■ **Provided records**:
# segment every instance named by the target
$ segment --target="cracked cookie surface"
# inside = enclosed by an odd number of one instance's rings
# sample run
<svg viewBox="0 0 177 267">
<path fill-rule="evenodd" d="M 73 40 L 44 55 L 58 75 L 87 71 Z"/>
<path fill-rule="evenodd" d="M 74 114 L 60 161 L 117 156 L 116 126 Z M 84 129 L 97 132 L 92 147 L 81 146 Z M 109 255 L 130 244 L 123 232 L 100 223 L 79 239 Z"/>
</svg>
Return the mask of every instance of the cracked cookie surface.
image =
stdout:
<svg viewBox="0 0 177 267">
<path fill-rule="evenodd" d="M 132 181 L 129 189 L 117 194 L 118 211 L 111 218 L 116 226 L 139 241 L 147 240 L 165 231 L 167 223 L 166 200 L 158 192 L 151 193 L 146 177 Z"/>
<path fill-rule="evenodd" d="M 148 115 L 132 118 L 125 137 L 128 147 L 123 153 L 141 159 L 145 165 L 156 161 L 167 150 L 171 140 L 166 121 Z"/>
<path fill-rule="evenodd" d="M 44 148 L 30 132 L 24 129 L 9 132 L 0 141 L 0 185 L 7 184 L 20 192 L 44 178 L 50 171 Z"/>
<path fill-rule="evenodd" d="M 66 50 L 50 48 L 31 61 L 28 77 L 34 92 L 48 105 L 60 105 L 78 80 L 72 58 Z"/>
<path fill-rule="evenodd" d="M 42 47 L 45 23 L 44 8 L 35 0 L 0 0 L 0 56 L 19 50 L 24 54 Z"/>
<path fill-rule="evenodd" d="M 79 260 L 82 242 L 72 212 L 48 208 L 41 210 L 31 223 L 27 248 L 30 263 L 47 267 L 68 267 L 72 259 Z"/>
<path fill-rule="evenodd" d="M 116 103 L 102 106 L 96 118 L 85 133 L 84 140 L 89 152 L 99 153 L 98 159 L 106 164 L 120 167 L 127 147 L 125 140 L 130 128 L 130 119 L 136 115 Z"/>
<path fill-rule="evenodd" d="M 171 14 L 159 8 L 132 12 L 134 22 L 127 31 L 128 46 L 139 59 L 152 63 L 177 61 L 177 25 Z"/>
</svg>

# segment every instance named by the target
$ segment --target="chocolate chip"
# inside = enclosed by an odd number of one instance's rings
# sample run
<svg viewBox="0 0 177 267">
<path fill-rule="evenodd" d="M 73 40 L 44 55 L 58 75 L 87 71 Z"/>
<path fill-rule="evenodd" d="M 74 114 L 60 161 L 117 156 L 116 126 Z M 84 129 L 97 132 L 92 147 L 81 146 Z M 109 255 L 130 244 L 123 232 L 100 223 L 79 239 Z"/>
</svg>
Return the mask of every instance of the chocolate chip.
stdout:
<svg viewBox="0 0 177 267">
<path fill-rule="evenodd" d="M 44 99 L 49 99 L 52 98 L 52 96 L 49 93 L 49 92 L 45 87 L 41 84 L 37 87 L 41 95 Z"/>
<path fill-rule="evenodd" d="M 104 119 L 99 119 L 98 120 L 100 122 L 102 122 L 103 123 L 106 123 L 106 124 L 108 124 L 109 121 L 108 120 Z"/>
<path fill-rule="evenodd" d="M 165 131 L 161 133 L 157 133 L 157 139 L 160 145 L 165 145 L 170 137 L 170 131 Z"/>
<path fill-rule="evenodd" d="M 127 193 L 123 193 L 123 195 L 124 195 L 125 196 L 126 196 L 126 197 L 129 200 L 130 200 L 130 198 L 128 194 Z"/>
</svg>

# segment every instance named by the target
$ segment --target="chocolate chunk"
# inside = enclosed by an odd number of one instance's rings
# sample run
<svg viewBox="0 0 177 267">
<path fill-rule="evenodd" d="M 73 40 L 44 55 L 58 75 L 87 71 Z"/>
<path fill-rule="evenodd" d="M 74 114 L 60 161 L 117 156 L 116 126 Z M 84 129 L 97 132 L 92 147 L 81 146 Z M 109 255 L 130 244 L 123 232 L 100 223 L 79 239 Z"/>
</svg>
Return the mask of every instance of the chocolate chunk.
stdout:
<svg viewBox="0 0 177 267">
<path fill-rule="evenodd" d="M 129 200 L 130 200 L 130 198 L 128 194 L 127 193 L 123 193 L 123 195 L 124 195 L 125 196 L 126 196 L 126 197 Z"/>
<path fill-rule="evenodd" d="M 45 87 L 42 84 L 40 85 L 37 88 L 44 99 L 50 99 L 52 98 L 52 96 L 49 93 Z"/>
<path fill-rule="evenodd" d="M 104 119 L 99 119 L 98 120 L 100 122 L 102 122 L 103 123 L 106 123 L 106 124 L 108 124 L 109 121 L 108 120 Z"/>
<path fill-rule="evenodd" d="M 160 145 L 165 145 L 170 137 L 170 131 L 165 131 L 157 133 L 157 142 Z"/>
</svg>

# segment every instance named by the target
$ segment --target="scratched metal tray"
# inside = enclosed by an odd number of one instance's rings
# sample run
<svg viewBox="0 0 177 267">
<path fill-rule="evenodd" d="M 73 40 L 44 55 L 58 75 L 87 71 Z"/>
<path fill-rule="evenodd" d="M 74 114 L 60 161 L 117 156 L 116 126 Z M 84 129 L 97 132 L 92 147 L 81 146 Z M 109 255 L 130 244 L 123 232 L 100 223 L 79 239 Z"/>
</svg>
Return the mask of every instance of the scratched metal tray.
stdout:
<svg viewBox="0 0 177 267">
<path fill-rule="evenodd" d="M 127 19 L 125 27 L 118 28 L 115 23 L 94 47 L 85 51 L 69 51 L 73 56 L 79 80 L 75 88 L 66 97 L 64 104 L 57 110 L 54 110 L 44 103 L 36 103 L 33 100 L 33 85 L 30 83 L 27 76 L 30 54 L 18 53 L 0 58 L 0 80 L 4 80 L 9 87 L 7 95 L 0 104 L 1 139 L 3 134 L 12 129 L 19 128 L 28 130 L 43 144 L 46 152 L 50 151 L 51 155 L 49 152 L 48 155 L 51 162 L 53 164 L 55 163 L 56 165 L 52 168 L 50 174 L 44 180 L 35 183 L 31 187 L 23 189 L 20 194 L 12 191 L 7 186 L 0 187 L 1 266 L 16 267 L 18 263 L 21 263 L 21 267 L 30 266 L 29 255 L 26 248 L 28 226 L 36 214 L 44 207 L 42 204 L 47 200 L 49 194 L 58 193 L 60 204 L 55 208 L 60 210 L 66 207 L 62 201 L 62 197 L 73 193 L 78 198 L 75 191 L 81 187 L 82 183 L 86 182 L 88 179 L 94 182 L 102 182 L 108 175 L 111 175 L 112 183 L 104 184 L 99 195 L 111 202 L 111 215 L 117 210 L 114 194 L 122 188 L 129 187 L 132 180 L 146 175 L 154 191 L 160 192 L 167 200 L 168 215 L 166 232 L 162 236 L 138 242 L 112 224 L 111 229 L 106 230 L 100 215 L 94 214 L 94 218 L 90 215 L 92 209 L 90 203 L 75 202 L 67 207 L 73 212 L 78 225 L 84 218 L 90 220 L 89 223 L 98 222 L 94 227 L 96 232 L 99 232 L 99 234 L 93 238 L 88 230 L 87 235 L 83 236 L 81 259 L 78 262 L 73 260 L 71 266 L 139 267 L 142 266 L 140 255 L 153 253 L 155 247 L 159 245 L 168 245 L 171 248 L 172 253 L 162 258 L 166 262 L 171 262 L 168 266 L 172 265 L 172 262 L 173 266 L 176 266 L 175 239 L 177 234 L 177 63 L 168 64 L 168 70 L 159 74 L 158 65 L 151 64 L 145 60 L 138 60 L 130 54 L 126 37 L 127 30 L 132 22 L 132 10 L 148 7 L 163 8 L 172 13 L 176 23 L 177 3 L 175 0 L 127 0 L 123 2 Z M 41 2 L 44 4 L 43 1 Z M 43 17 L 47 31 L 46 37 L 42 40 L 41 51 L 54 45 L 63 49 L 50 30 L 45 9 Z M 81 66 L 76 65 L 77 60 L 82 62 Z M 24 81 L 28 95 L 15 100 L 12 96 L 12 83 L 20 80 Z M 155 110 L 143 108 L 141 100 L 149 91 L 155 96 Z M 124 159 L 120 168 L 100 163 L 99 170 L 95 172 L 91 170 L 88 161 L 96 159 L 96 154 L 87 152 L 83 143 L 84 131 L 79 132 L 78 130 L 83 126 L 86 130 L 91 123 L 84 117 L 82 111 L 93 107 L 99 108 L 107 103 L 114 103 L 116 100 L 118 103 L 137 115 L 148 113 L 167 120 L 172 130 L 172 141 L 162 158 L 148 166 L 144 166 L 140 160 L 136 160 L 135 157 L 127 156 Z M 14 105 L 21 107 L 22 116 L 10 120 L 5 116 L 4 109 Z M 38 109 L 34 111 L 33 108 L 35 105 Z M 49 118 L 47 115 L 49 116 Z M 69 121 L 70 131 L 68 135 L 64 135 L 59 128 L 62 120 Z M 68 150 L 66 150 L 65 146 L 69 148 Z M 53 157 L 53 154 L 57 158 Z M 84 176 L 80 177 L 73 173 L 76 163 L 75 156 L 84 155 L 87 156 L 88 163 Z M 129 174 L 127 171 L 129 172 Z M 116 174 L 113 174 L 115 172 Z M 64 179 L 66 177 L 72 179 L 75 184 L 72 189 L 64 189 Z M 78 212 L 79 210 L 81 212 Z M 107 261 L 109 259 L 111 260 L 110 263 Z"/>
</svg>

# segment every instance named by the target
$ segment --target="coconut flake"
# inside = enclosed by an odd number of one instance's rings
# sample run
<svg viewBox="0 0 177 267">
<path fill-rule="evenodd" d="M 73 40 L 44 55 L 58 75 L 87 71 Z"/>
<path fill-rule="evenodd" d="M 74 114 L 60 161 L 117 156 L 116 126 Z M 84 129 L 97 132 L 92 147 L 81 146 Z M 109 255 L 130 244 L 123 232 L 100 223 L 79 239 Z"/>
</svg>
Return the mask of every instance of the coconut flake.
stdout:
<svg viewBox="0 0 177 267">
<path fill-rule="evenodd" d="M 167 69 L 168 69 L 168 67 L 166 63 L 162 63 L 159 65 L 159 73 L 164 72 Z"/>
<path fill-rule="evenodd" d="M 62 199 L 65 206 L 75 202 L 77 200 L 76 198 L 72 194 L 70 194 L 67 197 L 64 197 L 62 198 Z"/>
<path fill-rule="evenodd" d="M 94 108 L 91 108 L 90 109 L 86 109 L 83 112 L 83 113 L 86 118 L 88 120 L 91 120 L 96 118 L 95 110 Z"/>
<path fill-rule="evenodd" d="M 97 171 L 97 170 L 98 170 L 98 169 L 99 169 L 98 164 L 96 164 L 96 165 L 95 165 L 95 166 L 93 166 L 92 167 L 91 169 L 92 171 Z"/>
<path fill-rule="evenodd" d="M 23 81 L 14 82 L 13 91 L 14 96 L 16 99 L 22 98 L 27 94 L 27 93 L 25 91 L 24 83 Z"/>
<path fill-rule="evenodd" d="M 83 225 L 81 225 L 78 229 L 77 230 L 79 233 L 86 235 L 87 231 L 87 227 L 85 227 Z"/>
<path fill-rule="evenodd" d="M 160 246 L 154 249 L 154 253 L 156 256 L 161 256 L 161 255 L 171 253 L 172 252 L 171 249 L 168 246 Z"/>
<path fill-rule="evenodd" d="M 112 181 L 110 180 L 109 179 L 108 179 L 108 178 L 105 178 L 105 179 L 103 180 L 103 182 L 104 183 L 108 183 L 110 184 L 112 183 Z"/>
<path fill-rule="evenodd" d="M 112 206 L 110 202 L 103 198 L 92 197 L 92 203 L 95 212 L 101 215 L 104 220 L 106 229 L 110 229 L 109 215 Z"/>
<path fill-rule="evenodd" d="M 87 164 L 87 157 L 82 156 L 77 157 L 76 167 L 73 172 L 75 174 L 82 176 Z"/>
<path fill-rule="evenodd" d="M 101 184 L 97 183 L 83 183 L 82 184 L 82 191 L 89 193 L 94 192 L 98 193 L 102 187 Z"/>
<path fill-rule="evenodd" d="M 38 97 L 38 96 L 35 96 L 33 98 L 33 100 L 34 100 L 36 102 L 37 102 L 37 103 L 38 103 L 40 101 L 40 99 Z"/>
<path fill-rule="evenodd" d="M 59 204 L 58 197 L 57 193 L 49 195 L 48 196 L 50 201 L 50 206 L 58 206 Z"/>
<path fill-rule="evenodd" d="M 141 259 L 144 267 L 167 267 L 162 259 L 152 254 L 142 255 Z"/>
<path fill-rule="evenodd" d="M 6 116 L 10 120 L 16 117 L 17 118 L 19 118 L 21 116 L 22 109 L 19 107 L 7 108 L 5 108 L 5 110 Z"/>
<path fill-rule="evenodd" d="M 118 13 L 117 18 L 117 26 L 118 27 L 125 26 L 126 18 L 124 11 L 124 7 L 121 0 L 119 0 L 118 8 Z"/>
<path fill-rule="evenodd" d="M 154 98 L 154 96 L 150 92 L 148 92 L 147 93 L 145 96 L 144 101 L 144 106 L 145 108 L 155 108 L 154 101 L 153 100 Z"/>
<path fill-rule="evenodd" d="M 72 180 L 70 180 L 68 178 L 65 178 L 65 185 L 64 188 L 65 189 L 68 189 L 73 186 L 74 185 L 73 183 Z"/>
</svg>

■ **Given problem**:
From the material above, copy out every line that contains the string "cookie", leaving all other lines out. Case counts, so match capital and small letters exactly.

■ **Final answer**:
$ segment --target="cracked cookie surface"
Return the mask of every instance of the cracked cookie surface.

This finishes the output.